§ THE PROBLEM
Keep only the lines in the records below that contain the string "person", and copy each of them out in full. The match is case-sensitive.

§ RECORDS PROVIDED
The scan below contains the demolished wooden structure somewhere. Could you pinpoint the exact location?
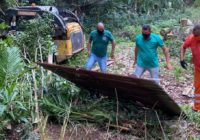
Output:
[38,63,182,116]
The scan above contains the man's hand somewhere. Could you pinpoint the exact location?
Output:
[180,60,187,70]
[166,63,173,70]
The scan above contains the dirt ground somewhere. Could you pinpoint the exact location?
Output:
[46,46,200,140]
[108,46,193,105]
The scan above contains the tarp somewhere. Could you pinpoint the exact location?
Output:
[38,63,182,115]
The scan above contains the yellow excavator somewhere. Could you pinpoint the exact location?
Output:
[5,5,84,63]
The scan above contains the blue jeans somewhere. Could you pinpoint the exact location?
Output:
[85,53,107,72]
[134,65,160,84]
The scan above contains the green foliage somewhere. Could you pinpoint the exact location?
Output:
[182,105,200,128]
[0,22,9,30]
[0,47,23,88]
[0,46,29,138]
[194,0,200,7]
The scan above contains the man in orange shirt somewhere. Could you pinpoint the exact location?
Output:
[180,24,200,111]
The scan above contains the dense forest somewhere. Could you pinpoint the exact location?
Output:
[0,0,200,140]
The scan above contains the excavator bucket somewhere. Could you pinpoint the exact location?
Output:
[38,63,184,116]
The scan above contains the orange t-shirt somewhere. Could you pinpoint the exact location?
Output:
[183,35,200,70]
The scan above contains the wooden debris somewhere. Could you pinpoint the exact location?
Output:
[92,57,124,71]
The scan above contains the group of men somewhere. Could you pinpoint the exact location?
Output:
[85,22,200,111]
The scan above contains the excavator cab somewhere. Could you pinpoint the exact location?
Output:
[6,5,84,63]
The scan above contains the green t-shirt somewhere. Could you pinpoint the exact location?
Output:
[90,30,114,57]
[135,33,165,68]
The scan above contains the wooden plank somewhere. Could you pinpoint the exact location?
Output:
[38,63,182,115]
[92,57,124,71]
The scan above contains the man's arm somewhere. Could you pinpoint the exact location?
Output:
[133,46,138,65]
[162,46,172,70]
[180,45,186,61]
[180,45,187,69]
[110,40,116,59]
[87,39,92,56]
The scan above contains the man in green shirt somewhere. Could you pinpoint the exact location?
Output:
[85,22,115,72]
[134,25,172,83]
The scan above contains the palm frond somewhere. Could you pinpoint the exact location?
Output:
[0,47,23,87]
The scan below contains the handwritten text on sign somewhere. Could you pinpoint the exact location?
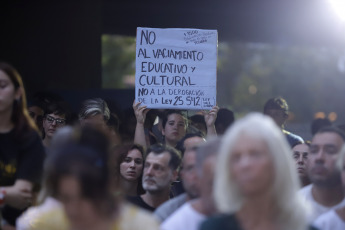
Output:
[135,27,218,109]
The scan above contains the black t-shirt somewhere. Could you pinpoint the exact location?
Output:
[126,196,156,212]
[0,130,45,225]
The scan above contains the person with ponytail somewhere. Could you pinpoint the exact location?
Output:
[0,62,44,229]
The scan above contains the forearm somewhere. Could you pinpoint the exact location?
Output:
[134,122,147,149]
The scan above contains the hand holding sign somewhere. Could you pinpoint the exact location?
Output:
[135,28,218,109]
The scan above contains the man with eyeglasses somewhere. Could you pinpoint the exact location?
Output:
[43,101,70,148]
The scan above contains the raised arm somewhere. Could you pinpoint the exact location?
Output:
[133,101,150,148]
[203,106,219,138]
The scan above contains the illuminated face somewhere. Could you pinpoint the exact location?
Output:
[292,144,309,180]
[28,106,44,130]
[120,149,143,181]
[265,109,288,127]
[162,113,187,147]
[308,132,344,187]
[143,152,176,193]
[229,135,274,197]
[0,70,21,112]
[58,176,99,229]
[43,113,66,138]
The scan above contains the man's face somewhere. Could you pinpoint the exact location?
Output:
[181,149,199,199]
[265,109,288,127]
[143,152,177,193]
[308,132,344,187]
[43,113,66,138]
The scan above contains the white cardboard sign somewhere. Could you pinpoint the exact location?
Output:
[135,27,218,110]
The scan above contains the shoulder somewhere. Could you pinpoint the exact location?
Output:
[200,214,241,230]
[113,202,159,230]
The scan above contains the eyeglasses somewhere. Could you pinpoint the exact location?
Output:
[29,111,43,122]
[45,115,66,126]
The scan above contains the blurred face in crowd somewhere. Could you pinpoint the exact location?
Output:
[43,113,66,138]
[0,70,21,112]
[229,135,274,197]
[120,149,143,181]
[58,176,99,229]
[292,144,309,180]
[308,132,344,187]
[162,113,187,147]
[80,114,107,132]
[265,109,288,127]
[143,152,177,193]
[181,149,199,199]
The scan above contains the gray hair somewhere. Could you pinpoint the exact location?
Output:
[214,113,307,229]
[79,98,110,122]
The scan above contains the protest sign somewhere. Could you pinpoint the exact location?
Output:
[135,27,218,110]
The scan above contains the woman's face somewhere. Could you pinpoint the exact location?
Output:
[43,113,66,138]
[58,176,99,229]
[162,113,187,144]
[229,135,274,197]
[0,70,20,112]
[292,144,309,177]
[120,149,143,181]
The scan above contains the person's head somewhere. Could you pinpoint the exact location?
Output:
[292,142,310,186]
[308,126,345,188]
[119,144,145,181]
[162,110,188,147]
[79,98,110,131]
[214,113,304,229]
[310,118,332,136]
[214,108,235,135]
[195,137,221,212]
[143,144,181,194]
[28,100,44,135]
[43,101,70,139]
[264,97,289,127]
[337,145,345,191]
[0,62,37,134]
[45,128,111,229]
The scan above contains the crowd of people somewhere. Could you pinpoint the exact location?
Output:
[0,62,345,230]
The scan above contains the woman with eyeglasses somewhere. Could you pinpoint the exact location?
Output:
[43,101,69,148]
[0,62,44,229]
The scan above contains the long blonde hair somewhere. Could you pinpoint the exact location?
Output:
[214,113,307,230]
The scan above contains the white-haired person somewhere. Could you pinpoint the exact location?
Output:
[315,145,345,230]
[201,113,315,230]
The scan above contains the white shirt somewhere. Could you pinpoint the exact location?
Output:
[314,210,345,230]
[160,202,206,230]
[299,184,345,223]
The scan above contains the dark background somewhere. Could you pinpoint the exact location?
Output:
[0,0,345,112]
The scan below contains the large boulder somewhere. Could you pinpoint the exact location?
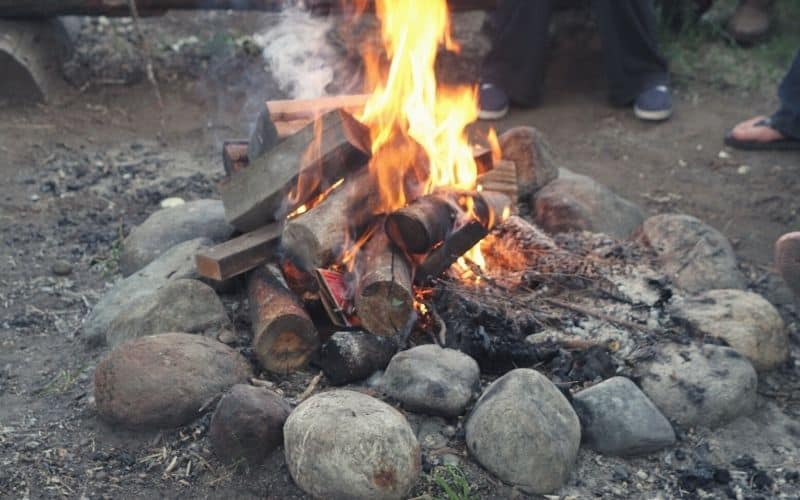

§ TASK OUTPUT
The scan above contains the person with ponytail somewhere. Could you pinpoint the exact location?
The scan above contains the person's head somewhere. Could you pinpoint the exact location?
The scan above contains the white-haired person somewhere. Could you pinpoint the exact location?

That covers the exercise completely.